*** Opening Text ***

Later he spotted Olympic Champion Danell Leyva checking in at the hotel, got an autograph and a photo with him.

 

A good day.

 

Thursday, December 11, 2014

We thought we might see a Fox Sparrow

 

…if we stopped at a particular park in Dallas.  We had a nice walk, saw a few birds, but the sparrow didn’t happen.  Still at 397.

 

We’re at the Embassy Suites just south of Frisco, TX (North of Dallas).  Picked up Matt, Alex, and Austin from the airport tonight.

(5280 is the name of Alex’s gym.)

 

Alex has a gymnastics competition nearby tomorrow.  Expect videos.

 

Wednesday, December 10, 2014

A hot lead on some cool black swans

 

…but first a visit to the orthopedist in Corpus.

 

The diagnosis for Judy is cartilage damage between the femur and the tibia.  Historically she’s had meniscus tears under the kneecap.  This is a little deeper, but can be fixed with a scope.  That’s actually great news!  Her hurting knee can be fixed and it won’t require knee replacement.  She is scheduled for surgery in January.

*** Closing Text ***

## Actions to take
1. Copy a passage of the travel blog word for word, starting at the words "We’re at the" and ending after "tomorrow.  Expect videos.".
2. Carry on writing the travel blog, picking up after its last sentence.
The lines after this have no connection to the travel blog.

*** Opening Available data ***

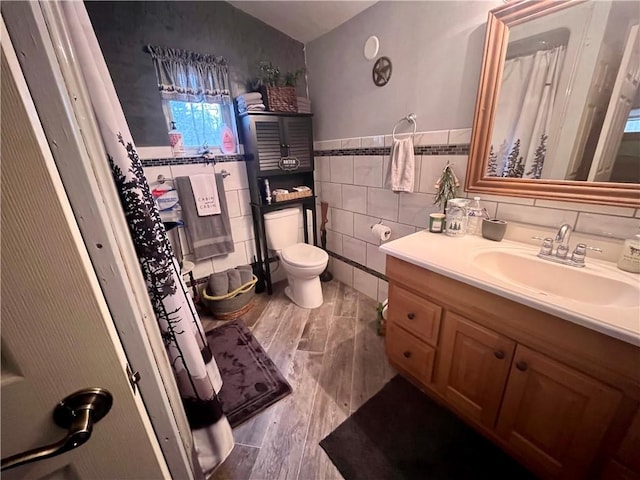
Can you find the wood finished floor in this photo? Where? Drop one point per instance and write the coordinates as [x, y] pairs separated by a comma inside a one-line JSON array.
[[334, 361]]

*** Closing Available data ***

## Responses per task
1.
We’re at the Embassy Suites just south of Frisco, TX (North of Dallas).  Picked up Matt, Alex, and Austin from the airport tonight.

(5280 is the name of Alex’s gym.)

 

Alex has a gymnastics competition nearby tomorrow.  Expect videos.

2.
 

My shoulder was trickier to diagnose.  So many signs point to rotator cuff tear, but the MRI did not support that theory.  Further conversation produced a breakthrough.  I had observed that when the ache in my shoulder woke me up in the middle of the night, I could twist my elbow up over my head with my hand pointed back down toward the middle of my back (I notice these kind of things), and after a while the pain would subside.  That was the key!  The doctor recognized that arm position as one that would relieve neck pain.  We’ve been looking at the wrong body part.  Pain can refer from one place to another.  He got me right back into an MRI machine within an hour.  We did my neck this time.  They phoned the MRI results back to the doctor and he must have seen what he expected.  He got me scheduled next Monday with their neck and spine guy.  I’ve got some nerve impingement.  It’s not resolved yet, but at least we’re focused on the appropriate body part now.

 

So off to get the black swans…  A swing and a miss.  They’re gone now.  We traveled on.  Still at 397.

 

We’ve stopped for the night in Georgetown, Texas, north of Austin.

2014 Dallas Trip

 

Tomorrow, Dallas.

 

Tuesday, December 9, 2014

394

 

That’s how many bird species we had for the year when we got home from our trip the first of November this year.  I want to make it to 400 by the end of the year.  Seems simple enough; only 6 more birds.  Problem is, we’ve already spent most of the year here and have seen most every bird available in our part of Texas.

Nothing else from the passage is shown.